> Aim of the exercise: Rewrite the lines below, replacing every occurrence of "hiking" with "trekking" and leaving everything else unchanged.

> Data for the task:
● ● ● ● ●
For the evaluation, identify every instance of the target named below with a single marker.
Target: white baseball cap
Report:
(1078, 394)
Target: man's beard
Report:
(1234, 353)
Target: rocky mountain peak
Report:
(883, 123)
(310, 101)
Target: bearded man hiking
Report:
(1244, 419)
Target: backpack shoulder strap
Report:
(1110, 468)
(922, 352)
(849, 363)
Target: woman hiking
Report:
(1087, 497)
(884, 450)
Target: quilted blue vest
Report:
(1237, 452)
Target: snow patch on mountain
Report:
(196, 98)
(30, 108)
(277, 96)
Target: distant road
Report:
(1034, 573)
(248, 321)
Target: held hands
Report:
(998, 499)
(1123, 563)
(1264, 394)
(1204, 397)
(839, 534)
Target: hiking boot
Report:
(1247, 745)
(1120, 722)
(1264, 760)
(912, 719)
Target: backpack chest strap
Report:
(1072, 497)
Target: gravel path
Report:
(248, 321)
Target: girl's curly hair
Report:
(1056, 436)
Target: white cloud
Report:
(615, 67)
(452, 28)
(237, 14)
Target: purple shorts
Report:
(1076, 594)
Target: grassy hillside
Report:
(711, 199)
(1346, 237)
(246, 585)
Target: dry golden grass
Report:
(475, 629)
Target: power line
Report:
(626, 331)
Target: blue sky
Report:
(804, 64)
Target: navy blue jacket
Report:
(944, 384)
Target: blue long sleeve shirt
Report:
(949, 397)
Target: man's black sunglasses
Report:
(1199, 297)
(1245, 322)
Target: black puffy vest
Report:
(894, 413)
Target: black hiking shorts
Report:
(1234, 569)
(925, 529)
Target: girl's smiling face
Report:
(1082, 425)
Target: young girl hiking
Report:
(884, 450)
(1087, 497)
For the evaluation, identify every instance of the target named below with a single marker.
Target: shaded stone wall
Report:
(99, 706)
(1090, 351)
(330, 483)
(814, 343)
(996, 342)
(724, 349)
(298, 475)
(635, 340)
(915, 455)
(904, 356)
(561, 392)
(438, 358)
● ● ● ● ●
> The reply:
For the evaluation, identify every instance of the target named below with a single marker.
Target: white baseball cap
Report:
(1078, 394)
Target: man's beard
Report:
(1234, 353)
Target: rocky mountain peak
Report:
(883, 123)
(310, 101)
Target: bearded man trekking
Report:
(1244, 419)
Target: backpack shoulder strap
Report:
(1110, 468)
(922, 352)
(849, 363)
Target: woman trekking
Report:
(1087, 497)
(884, 450)
Target: quilted blue vest
Report:
(1237, 452)
Target: snow patch on mountain
Report:
(196, 98)
(30, 108)
(277, 96)
Target: distant road
Report:
(1034, 573)
(248, 321)
Target: held hands
Report:
(998, 499)
(1123, 563)
(1264, 394)
(1204, 397)
(839, 534)
Target: trekking boot
Report:
(1247, 745)
(1120, 722)
(1264, 760)
(912, 719)
Target: backpack chest strap
Report:
(1072, 497)
Target: gravel path
Report:
(248, 321)
Target: girl's curly hair
Report:
(1056, 436)
Target: white cloud
Report:
(615, 67)
(452, 28)
(237, 14)
Target: purple shorts
Report:
(1076, 594)
Target: grassy hillside
Report:
(711, 199)
(1346, 237)
(246, 585)
Target: dry golden grass
Report:
(475, 629)
Target: power line
Report:
(626, 331)
Target: blue sky
Report:
(804, 64)
Target: navy blue jacket
Report:
(944, 384)
Target: blue long sleeve shirt
Report:
(949, 397)
Target: man's black sunglasses
Report:
(1199, 297)
(1245, 322)
Target: black puffy vest
Report:
(894, 413)
Target: black trekking shorts
Report:
(1234, 569)
(925, 529)
Target: girl's smiling face
Report:
(1082, 425)
Target: young girl trekking
Report:
(884, 450)
(1087, 497)
For the evaluation, identify every instance of the target named below with a single marker.
Target: shaded stone wall
Report:
(99, 706)
(1090, 351)
(330, 483)
(814, 343)
(996, 342)
(724, 349)
(298, 475)
(635, 340)
(915, 455)
(904, 356)
(561, 392)
(438, 358)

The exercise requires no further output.